• Extract to read
====

About: Queen Elizabeth I I Hospital (Welwyn Garden City)

(as the patient),

What I liked

Nothing, they are very rude at QEII.

What could be improved

Last week I went to a physiotherapist appointment, which had been made after referral by my GP to help in my recovery from a slipped disc. This was my second appointment, however the first appointment had occurred 2.5 weeks prior, before I had surgery to relieve the symptoms of pain in my back. The first statement by the physiotherapist after greeting was “I will do an assessment, then I will write a letter to your GP telling him that we will no longer be seeing you as a patient here.” I told her that surely that decision would be made after the assessment, but she insisted that no, they were not going to see me any more.

My surgery had been delayed due to MRSA given to me by the hospital, and my first physio appointment occurred prior to surgery. When I went back after surgery, and physio refused to see me again, they cited their reasons as being: because I was in too much pain. This is a problematic statement, as it leaves two possibilities: 1) either the physiotherapist did not know that the surgery was meant to alleviate pain (I did try to explain it to her but she claimed it would make no difference), or 2) the physiotherapist was right and the surgery I had was a placebo, and would not affect my pain levels, therefore it was useless to reassess my level of pain post surgery. If the latter case is true, however, this implies that I was given a sham surgery by QEII which in reality gives no symptomatic pain relief.

====

• Source information
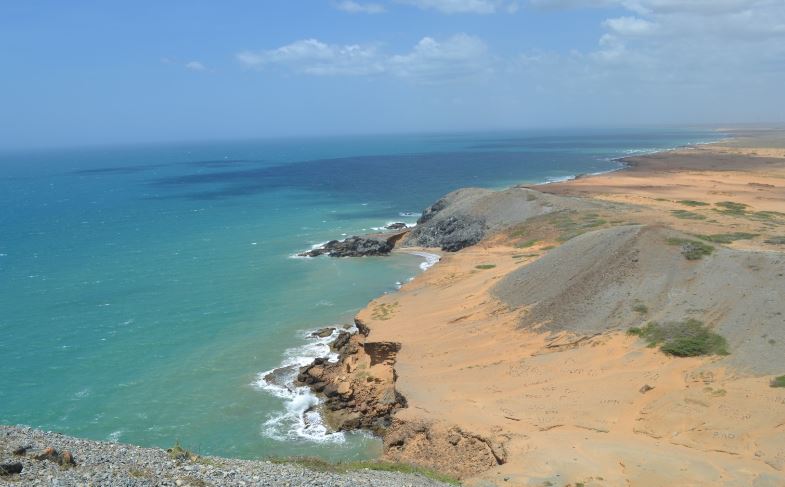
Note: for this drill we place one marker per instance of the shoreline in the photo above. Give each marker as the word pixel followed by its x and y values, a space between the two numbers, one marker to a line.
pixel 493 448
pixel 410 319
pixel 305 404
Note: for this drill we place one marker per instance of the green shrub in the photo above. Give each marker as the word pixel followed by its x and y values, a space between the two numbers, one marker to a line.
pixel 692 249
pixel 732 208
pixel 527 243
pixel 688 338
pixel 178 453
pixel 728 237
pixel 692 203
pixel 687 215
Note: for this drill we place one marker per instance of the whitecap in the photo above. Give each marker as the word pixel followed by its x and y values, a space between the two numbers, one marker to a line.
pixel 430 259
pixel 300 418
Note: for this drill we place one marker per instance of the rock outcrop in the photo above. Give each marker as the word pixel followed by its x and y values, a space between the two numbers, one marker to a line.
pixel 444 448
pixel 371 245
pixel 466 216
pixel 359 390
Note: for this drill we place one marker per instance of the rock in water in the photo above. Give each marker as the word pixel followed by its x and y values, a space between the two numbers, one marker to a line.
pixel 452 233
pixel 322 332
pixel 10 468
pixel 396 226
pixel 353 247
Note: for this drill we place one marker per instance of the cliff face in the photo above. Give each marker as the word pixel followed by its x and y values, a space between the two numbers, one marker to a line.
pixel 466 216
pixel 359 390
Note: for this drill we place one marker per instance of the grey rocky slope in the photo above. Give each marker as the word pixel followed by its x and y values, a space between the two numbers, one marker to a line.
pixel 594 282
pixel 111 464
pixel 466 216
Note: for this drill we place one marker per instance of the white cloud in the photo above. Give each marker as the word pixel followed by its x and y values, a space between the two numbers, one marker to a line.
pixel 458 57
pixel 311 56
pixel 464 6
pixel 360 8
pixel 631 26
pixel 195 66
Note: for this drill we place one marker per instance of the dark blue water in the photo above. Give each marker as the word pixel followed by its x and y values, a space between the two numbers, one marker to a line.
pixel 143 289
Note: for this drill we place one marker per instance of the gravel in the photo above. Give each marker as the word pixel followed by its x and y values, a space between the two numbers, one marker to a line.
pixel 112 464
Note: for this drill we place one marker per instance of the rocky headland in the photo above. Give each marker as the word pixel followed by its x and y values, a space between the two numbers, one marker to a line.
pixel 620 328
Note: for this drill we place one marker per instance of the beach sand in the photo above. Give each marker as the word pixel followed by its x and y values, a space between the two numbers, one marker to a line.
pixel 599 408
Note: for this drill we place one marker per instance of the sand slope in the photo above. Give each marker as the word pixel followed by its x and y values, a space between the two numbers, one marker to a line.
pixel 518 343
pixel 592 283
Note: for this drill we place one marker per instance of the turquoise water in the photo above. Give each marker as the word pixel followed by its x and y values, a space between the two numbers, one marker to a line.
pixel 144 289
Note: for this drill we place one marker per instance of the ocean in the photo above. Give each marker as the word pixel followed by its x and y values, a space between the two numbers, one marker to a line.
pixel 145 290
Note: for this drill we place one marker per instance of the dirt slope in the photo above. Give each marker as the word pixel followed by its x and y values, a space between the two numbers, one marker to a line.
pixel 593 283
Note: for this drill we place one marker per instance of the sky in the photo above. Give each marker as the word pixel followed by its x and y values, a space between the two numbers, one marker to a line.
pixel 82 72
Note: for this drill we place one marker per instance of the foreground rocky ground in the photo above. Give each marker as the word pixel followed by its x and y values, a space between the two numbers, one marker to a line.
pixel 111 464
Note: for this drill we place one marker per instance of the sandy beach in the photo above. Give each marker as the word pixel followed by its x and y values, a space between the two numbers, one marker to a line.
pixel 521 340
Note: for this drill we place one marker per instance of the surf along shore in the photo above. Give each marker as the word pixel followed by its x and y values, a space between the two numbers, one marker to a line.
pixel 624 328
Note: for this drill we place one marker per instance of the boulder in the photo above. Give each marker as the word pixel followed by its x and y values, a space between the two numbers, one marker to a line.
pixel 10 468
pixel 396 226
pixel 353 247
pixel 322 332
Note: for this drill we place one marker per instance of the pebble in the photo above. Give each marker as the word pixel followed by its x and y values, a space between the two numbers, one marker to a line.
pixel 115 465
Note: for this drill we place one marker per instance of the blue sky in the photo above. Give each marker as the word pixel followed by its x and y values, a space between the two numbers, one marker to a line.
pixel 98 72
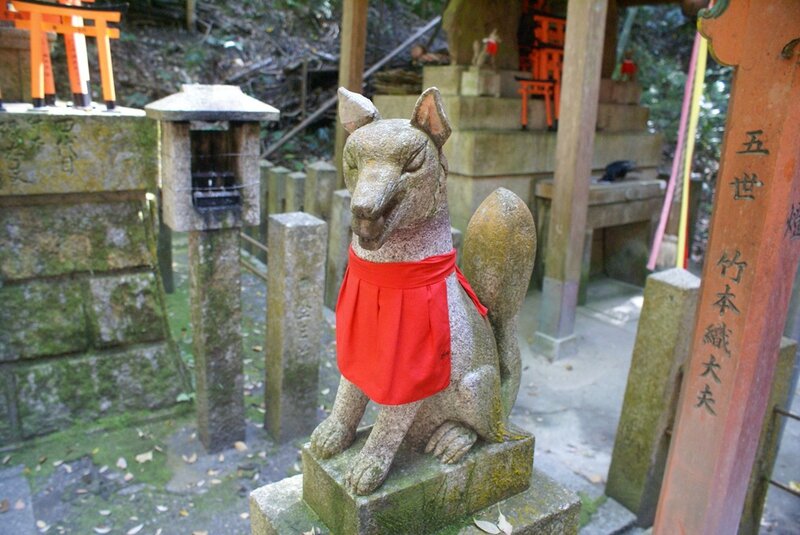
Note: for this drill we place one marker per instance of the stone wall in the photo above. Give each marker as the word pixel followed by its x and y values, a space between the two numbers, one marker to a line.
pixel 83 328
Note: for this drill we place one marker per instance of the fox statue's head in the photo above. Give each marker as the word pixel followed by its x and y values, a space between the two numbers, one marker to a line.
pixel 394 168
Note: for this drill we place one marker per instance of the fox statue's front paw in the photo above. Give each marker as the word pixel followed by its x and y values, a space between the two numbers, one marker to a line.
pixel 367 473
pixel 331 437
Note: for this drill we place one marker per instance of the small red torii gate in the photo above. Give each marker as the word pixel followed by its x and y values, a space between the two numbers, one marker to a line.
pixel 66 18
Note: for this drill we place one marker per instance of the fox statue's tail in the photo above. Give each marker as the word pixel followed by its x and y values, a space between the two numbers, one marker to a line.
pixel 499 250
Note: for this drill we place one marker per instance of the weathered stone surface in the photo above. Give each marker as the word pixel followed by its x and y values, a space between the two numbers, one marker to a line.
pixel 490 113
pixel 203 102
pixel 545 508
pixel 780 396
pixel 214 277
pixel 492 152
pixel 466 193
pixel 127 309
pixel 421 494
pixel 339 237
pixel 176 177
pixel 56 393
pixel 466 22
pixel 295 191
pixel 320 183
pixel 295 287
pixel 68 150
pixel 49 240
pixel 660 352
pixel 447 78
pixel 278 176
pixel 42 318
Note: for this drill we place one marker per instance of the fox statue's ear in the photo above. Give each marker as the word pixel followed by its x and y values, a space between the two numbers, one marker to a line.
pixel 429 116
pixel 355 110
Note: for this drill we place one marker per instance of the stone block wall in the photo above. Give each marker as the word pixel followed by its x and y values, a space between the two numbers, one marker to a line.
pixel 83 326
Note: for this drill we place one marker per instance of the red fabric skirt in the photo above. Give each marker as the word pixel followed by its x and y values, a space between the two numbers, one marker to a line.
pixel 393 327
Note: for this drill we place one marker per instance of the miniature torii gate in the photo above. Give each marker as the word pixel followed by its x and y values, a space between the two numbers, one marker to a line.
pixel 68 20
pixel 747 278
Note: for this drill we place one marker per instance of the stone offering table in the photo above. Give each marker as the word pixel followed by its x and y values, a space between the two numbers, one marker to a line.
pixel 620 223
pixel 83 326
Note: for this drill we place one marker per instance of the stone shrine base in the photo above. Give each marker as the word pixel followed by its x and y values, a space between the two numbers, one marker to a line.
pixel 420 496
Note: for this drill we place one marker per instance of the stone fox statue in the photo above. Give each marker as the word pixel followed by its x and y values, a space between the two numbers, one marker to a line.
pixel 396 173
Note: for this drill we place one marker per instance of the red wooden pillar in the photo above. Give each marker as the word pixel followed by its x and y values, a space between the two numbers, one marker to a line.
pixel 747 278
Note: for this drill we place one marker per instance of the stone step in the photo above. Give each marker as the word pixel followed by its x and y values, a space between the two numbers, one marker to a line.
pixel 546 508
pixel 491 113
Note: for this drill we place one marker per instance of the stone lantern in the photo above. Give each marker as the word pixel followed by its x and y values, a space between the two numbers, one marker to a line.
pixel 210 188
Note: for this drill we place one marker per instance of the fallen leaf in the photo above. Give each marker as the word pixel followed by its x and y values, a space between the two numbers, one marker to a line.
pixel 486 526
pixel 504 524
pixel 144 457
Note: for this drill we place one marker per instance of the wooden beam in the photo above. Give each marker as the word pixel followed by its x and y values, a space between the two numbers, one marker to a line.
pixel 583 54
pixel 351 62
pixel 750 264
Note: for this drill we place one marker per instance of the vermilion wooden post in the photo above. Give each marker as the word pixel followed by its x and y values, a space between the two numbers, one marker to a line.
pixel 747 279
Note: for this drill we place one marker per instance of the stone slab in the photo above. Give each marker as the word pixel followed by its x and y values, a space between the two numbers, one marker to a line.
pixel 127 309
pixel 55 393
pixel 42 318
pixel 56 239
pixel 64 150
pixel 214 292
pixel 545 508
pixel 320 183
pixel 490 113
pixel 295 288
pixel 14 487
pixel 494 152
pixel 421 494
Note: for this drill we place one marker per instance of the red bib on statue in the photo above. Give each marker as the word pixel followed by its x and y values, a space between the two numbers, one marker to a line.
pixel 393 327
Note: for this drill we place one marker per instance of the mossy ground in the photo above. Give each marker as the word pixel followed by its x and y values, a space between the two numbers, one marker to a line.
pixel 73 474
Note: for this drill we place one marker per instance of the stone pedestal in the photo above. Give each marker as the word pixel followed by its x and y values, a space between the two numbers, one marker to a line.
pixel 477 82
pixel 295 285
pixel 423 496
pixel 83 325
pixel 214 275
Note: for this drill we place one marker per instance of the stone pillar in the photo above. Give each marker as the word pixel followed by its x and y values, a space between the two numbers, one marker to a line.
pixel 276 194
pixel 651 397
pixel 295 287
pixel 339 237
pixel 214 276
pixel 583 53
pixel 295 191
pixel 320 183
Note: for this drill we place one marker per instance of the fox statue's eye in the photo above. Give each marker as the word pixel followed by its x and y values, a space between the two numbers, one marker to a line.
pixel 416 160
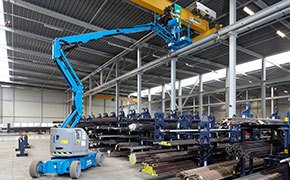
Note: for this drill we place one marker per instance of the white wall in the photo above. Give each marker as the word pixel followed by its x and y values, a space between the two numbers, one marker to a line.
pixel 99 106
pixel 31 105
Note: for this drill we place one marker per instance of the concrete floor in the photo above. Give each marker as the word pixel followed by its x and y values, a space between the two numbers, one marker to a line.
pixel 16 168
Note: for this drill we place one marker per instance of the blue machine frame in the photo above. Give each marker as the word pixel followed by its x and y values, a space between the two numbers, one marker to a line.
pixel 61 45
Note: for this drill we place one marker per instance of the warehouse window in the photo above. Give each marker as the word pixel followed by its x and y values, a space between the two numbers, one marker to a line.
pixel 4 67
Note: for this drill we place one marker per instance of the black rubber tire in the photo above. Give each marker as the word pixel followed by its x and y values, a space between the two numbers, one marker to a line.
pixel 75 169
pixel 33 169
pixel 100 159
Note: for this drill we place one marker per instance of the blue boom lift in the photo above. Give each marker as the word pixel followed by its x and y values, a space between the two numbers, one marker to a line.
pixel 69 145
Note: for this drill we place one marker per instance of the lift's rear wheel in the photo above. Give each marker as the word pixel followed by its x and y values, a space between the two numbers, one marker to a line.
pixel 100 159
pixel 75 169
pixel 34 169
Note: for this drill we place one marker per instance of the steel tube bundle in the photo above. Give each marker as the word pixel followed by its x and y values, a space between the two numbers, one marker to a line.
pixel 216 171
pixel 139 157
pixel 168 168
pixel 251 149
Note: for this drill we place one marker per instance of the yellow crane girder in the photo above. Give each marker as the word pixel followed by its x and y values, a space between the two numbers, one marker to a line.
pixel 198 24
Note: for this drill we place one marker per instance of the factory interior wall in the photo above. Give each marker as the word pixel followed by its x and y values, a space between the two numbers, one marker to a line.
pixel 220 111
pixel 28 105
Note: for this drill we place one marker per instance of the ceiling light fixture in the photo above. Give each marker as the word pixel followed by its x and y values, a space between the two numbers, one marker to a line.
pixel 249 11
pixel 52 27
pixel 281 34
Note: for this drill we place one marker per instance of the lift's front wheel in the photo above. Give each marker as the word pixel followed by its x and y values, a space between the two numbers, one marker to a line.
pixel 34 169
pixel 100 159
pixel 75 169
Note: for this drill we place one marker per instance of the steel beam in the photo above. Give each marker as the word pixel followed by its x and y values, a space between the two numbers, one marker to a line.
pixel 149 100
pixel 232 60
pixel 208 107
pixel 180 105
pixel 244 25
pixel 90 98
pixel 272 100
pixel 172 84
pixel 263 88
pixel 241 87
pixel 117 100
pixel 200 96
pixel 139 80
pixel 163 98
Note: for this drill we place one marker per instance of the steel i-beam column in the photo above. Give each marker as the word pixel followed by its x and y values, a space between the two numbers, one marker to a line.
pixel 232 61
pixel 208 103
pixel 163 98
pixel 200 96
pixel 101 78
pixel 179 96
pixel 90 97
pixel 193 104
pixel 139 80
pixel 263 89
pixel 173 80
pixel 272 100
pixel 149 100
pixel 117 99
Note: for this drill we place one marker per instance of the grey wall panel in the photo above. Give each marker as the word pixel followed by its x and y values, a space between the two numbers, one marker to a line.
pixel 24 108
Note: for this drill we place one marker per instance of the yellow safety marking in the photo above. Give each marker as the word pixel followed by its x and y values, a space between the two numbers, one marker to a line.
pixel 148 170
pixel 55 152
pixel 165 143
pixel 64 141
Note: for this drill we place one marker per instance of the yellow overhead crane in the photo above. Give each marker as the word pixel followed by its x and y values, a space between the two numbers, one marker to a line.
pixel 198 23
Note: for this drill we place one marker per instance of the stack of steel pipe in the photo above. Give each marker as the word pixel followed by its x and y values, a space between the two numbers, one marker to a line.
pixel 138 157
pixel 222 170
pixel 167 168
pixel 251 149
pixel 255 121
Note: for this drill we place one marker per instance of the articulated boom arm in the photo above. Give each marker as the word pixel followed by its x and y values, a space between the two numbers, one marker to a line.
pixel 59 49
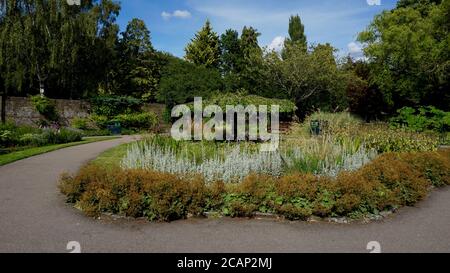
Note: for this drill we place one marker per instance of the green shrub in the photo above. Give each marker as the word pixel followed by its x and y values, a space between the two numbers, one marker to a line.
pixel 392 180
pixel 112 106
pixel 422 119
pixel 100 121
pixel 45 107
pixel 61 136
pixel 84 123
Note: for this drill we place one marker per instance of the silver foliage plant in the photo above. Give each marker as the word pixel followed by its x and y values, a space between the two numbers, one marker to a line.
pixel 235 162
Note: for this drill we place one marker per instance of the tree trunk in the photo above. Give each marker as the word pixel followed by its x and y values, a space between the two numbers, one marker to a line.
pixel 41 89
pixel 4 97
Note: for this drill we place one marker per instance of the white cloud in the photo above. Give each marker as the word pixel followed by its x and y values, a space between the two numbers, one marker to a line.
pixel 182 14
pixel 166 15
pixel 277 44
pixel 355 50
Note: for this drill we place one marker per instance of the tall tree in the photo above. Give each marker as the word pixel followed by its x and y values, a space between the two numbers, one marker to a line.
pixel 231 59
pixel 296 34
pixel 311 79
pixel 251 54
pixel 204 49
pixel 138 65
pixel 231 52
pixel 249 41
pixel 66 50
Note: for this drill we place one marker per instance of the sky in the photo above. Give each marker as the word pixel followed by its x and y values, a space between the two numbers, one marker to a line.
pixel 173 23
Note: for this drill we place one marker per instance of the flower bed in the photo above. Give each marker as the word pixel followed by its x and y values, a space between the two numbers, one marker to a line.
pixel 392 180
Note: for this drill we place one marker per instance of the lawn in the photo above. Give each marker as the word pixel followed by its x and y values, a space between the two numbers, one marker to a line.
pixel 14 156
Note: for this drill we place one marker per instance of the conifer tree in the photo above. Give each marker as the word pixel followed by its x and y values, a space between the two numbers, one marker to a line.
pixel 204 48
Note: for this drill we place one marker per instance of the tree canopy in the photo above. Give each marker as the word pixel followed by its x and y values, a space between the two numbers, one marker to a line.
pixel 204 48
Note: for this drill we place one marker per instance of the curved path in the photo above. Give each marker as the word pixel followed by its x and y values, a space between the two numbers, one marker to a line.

====

Using the patient review of the hospital, decide whether each statement agrees with it: (a) The first physiotherapy appointment took place after the surgery. (b) The surgery was delayed because of MRSA. (c) The physiotherapist agreed to wait until after the assessment to decide whether to keep seeing the patient. For each, answer yes or no and quote the words from the review that settle it.

(a) No: "my first physio appointment occurred prior to surgery."
(b) Yes: "My surgery had been delayed due to MRSA given to me by the hospital"
(c) No: "she insisted that no, they were not going to see me any more."